_EXERCISE DIRECTIONS:_ Each entry below is to be written out exactly, and the pictures are to be left out.

▼▼▼

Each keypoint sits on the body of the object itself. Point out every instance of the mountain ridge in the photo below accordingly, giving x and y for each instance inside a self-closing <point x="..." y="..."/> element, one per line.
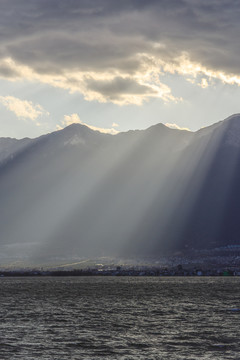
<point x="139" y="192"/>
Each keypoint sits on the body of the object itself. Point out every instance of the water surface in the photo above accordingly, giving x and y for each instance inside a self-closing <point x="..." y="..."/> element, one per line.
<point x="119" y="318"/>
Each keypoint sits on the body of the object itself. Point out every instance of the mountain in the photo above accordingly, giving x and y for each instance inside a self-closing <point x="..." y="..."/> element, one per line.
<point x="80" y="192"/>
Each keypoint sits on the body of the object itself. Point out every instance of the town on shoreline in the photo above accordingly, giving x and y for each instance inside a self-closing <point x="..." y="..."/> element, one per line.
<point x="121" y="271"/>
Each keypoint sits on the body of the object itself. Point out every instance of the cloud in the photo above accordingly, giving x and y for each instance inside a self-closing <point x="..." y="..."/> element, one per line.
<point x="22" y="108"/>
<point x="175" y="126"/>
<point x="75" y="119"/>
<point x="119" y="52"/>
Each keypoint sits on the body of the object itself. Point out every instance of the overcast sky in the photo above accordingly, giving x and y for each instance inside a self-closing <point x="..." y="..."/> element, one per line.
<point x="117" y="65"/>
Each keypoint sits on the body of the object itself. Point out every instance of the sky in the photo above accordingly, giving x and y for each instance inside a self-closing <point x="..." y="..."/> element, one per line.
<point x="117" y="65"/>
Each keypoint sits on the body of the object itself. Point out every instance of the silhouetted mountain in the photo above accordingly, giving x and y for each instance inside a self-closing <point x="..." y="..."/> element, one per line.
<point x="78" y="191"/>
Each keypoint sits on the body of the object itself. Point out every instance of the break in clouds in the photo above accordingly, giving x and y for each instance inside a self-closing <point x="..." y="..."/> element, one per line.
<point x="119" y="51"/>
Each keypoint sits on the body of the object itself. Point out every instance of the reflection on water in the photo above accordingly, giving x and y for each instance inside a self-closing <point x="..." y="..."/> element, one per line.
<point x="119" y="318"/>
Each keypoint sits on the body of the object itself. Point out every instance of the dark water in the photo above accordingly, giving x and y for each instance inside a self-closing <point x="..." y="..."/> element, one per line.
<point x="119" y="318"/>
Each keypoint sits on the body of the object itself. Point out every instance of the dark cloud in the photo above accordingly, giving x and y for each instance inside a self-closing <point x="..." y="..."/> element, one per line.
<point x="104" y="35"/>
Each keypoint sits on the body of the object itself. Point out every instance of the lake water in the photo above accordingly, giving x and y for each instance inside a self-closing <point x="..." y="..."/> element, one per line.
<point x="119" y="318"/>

▲▲▲

_EXERCISE RESULT:_
Each keypoint sits on the body of the object itself. Point out every instance of the mountain ridge in the photo below accordingly, giving x and y for each instance inside a self-closing <point x="..." y="..."/> element, one per line.
<point x="139" y="192"/>
Each keypoint sits on the body of the object itself. Point out every instance of the water surface in the photo above accordingly, giving x and y for each instance inside a self-closing <point x="..." y="..."/> element, one per line.
<point x="119" y="318"/>
Each keypoint sits on the body of the object itself. Point out every instance of the mountain in the photo above accordingly, giving x and y for each instance inside a self-closing <point x="..." y="..."/> element, one per line.
<point x="80" y="192"/>
Each keypoint sits on the body of the object itself. Point out every instance of the town on shoreline in the photo above accordingly, giving x and y for each instance inside a self-closing <point x="..." y="..."/> element, one per line.
<point x="121" y="271"/>
Each keypoint sits on the body of the object itself. Point out every instance of the cloud in the photo above accordingly, giving x and y for each instance inside a self-closing <point x="..." y="..."/> element, one per line.
<point x="22" y="108"/>
<point x="175" y="126"/>
<point x="75" y="119"/>
<point x="119" y="52"/>
Each keypoint sits on the body of the object itself. Point out every instance of the overcast sky in the photo above accordingly, giving x and y for each instance inside a self-closing <point x="..." y="..."/> element, one per line.
<point x="117" y="65"/>
Each keypoint sits on the body of the object itself. Point out every instance of the sky in the photo above accordingly, giving x and y for each instance inside a self-closing <point x="..." y="..."/> element, one per line.
<point x="117" y="65"/>
Each keypoint sits on the body of the object itself. Point out every instance of the silhouetted mountain in the photo above accordingly, giving x and y for each instance inside a self-closing <point x="..." y="..."/> element, one per line.
<point x="78" y="191"/>
Each keypoint sits on the body of the object itself. Point out every instance of the break in clouds in the photo above accordingly, giving x and y for each instance inside a self-closing <point x="..." y="..."/> element, one per line.
<point x="119" y="51"/>
Each keypoint sits on the body of the object itself. Point out every instance of the reflection on water in the photo above accordingly, giving x and y for each instance inside a self-closing <point x="..." y="..."/> element, one per line.
<point x="119" y="318"/>
Each keypoint sits on the body of the object itself. Point out every instance of the dark water in the photo above accordingly, giving x and y for each instance inside a self-closing <point x="..." y="..."/> element, one per line.
<point x="119" y="318"/>
Each keypoint sits on the body of the object itself. Point out every instance of the dark cloud in the photo above accordingly, giving x and y for each instance inside a self-closing <point x="..." y="..."/> element, one per line.
<point x="104" y="35"/>
Each keypoint sits on the body of the object itself. Point out every instance of the lake water in the photo above accordingly, giving x and y for each instance inside a self-closing <point x="..." y="..."/> element, one per line.
<point x="119" y="318"/>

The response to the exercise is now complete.